Editor’s Note: This morning, I received word about the passing of long-time friend Ernie Palladino, who lost his battle with cancer. I’ve been extremely moved by his passing and the battle he fought so valiantly that I put together the following reflection.
“Howya doin’ kiddo?”
It’s hard to believe that I’ll never hear those words again from my dear friend, Ernie Palladio, who today lost his battle with cancer.
In a time where I should be excited about the start of another Giants training camp this week, I find myself with a heavy heart as I struggle to find the right words to express my memories of “the little guy with the big heart” who taught me so many valuable lessons that I have applied in my career that I could probably write a book.
Understand that in college, I didn’t major in journalism. I chose to study English literature and creative writing, and for a while I thought I might go into contract law or be a teacher.
While I did gain some experience working on the college newspaper, it’s probably fair to say I had a lot to learn about being a journalist when I graduated school.
(I still do, but that’s another story for another time.) .
I was lucky. I had what most young journalists don’t have—mentors. One of my mentors is the late Dr. Howard Livingston, the founding editor and publisher of Inside Football.
Another mentor? Ernie Palladino, a man whose journalistic style and ethic I greatly admired and tried to emulate, and a man who made sure to introduce me to several people in the business when the opportunity presented itself so I wouldn’t have to “be alone” when he Ernie wasn’t there.
It’s because of Ernie that any chance I get to serve as a mentor to an aspiring journalist, I openly embrace it. If I can pass along half of what he and Dr. Livingston taught me, then I’m confident the next generation is going to do just fine.
I have many memories of Ernie, but the one that probably sits at the forefront of my memory bank happened in 2011, when I was diagnosed with cancer.

Input data:
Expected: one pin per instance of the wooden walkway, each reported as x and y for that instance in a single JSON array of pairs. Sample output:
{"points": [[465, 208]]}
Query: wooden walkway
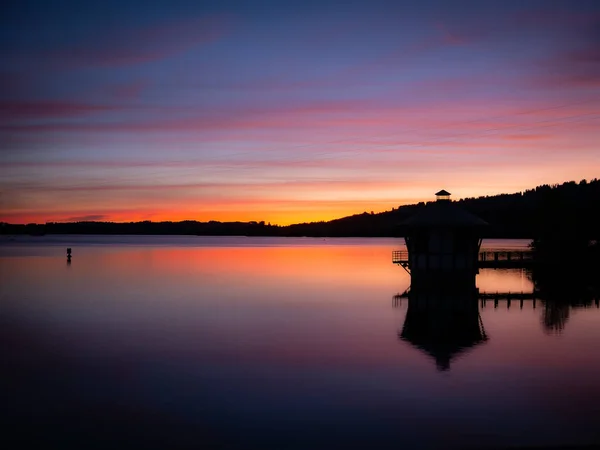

Work to be completed:
In the reflection on a late mentor, what did the writer study in college? These lines have no connection to the reflection.

Solution to the exercise:
English literature and creative writing.